*Schriftliche Aufgaben:*
a – Fasse den Absatz im Textauszug, der mit „Dennoch gärt es“ beginnt, als knappe Stichpunktliste zusammen und behalte die wesentlichen Fakten bei.
b – Wie viele Todesurteile wurden laut Textauszug im Jahr 2013 in Saudi-Arabien mindestens vollstreckt?
c – Gib bitte den Abschnitt des Textauszugs von „Dennoch gärt es“ bis einschließlich „Ländern Rang 164.“ wörtlich wieder.

*Textauszug:*
——————
Hartes Vorgehen gegen Kritiker
Amnesty International beobachtet seit längerem ein hartes Vorgehen gegen Kritiker: "Die saudi-arabischen Behörden erhalten mit eiserner Hand ihre Macht durch eine systematische und schonungslose Verfolgungskampagne gegen friedliche Aktivisten. Jede Kritik am Staat in der Zeit nach den arabischen Aufständen von 2011 wird unterdrückt", heißt es auf der Webseite der Menschenrechtsorganisation.
Dennoch gärt es in Saudi-Arabien offenbar. Insbesondere in den vergangenen zwei Jahren wurden zahlreiche saudische Menschenrechtsaktivisten und Blogger zu hohen Gefängnisstrafen verurteilt. Auf diese Weise schränkt der saudische Staat auch die Pressefreiheit im Land massiv ein. Auf der aktuellen Rangliste der Pressefreiheit der Organisation "Reporter ohne Grenzen" belegt Saudi-Arabien unter 180 Ländern Rang 164.
Spitzenreiter ist Saudi-Arabien auch hinsichtlich der Todesstrafe. Amnesty International zufolge wurden in Saudi-Arabien 2013 mindestens 79 Todesurteile vollstreckt. 2014 wurden rund 60 Menschen hingerichtet.
——————
*Extrahierte Zeilen:*

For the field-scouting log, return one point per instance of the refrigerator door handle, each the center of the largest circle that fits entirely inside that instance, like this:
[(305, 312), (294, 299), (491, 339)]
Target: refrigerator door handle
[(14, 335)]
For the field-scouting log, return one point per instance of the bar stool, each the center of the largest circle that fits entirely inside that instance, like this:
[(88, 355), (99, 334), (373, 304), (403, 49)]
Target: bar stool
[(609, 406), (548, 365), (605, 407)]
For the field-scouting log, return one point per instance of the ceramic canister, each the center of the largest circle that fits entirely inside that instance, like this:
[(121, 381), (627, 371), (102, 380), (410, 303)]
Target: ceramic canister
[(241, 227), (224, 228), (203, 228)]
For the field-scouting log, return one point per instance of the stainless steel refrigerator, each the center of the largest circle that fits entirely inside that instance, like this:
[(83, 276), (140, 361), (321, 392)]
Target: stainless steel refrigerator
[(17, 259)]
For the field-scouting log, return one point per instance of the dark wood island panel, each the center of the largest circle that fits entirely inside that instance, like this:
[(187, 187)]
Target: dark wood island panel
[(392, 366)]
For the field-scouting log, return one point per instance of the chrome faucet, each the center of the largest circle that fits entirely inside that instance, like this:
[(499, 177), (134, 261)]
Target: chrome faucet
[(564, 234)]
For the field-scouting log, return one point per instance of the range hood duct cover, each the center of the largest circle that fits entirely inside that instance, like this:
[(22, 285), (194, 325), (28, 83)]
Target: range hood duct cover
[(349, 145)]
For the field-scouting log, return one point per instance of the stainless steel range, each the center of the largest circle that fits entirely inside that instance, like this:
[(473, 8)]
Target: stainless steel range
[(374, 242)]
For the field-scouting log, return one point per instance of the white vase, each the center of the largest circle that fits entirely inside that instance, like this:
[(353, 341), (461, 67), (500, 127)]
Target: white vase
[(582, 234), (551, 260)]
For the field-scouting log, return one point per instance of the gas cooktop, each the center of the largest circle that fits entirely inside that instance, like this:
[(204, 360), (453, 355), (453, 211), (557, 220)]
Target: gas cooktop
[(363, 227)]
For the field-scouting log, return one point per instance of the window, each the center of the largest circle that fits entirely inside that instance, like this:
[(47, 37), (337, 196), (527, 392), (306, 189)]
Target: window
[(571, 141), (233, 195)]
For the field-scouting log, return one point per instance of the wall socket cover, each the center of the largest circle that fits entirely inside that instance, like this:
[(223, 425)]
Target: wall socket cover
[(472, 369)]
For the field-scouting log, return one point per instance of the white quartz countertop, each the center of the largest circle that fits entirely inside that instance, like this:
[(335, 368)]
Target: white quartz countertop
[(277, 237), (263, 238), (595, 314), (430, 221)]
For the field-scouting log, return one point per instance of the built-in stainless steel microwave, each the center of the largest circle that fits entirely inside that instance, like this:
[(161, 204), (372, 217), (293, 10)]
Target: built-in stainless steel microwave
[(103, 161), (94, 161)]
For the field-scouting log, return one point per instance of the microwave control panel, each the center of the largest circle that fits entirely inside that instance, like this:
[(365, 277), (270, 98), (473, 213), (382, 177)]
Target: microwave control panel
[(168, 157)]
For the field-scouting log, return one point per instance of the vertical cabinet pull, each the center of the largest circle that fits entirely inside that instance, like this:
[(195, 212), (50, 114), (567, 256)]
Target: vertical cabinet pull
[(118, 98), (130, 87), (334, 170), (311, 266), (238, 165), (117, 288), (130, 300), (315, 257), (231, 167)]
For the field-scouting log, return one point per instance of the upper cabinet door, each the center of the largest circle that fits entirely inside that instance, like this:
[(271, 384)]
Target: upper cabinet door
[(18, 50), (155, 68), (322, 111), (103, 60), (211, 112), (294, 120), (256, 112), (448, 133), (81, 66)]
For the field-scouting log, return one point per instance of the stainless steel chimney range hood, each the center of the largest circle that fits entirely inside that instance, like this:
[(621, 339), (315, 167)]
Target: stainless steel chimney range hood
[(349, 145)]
——————
*Antworten je Aufgabe:*
a –
- In Saudi-Arabien gärt es offenbar.
- Vor allem in den vergangenen zwei Jahren wurden zahlreiche saudische Menschenrechtsaktivisten und Blogger zu hohen Gefängnisstrafen verurteilt.
- Damit schränkt der saudische Staat auch die Pressefreiheit massiv ein.
- Auf der aktuellen Rangliste der Pressefreiheit von „Reporter ohne Grenzen“ steht Saudi-Arabien auf Rang 164 von 180 Ländern.

b – Mindestens 79.

c –
Dennoch gärt es in Saudi-Arabien offenbar. Insbesondere in den vergangenen zwei Jahren wurden zahlreiche saudische Menschenrechtsaktivisten und Blogger zu hohen Gefängnisstrafen verurteilt. Auf diese Weise schränkt der saudische Staat auch die Pressefreiheit im Land massiv ein. Auf der aktuellen Rangliste der Pressefreiheit der Organisation "Reporter ohne Grenzen" belegt Saudi-Arabien unter 180 Ländern Rang 164.